***** DATA UNDER STUDY
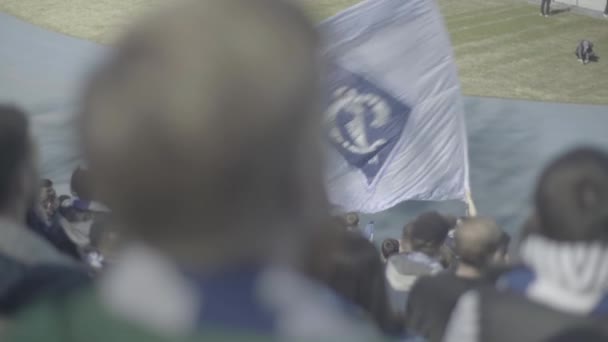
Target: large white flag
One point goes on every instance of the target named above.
(395, 113)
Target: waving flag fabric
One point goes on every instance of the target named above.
(395, 117)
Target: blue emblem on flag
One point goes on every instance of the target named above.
(365, 121)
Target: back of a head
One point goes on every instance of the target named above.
(428, 233)
(354, 270)
(204, 126)
(572, 197)
(79, 184)
(15, 154)
(390, 247)
(477, 240)
(351, 219)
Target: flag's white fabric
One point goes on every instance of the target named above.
(395, 115)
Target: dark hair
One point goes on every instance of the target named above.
(428, 233)
(477, 239)
(389, 247)
(79, 184)
(351, 219)
(353, 269)
(15, 148)
(572, 197)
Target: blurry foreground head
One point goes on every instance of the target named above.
(202, 132)
(572, 198)
(480, 243)
(18, 182)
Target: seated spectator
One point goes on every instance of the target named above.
(352, 267)
(30, 267)
(479, 244)
(421, 250)
(44, 218)
(79, 184)
(202, 135)
(390, 247)
(564, 276)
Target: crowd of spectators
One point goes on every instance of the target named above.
(189, 119)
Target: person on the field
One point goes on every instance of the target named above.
(584, 51)
(545, 8)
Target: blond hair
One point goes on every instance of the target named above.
(203, 130)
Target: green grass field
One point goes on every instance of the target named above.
(503, 48)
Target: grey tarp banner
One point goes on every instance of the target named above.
(509, 140)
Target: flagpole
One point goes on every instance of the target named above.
(472, 209)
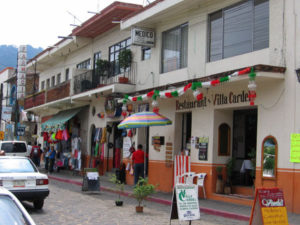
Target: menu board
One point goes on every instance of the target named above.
(269, 207)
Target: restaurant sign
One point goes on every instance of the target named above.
(216, 99)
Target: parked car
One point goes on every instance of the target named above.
(20, 176)
(15, 148)
(12, 211)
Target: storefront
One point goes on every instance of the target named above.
(65, 131)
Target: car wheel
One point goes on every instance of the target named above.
(38, 204)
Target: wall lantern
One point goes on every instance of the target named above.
(298, 74)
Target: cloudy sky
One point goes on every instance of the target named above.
(40, 22)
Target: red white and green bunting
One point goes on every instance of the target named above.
(195, 87)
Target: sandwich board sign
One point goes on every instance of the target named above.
(268, 207)
(185, 205)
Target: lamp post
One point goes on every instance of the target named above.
(298, 74)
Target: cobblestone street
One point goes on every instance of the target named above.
(68, 205)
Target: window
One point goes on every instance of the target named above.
(224, 140)
(48, 83)
(97, 56)
(239, 29)
(67, 74)
(146, 53)
(84, 65)
(52, 81)
(174, 48)
(58, 78)
(43, 85)
(114, 54)
(269, 157)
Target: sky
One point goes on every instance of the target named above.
(40, 22)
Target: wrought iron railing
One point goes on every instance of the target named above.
(85, 80)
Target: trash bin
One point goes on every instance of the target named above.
(91, 181)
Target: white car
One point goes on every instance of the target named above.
(15, 148)
(12, 211)
(20, 176)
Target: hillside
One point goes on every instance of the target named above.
(8, 55)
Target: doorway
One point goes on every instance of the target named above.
(244, 145)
**********
THE PROBLEM
Look through the entries and copy every line in which the string "board" appears.

ANSWER TO THIS TASK
Target: menu board
Target: sandwich board sign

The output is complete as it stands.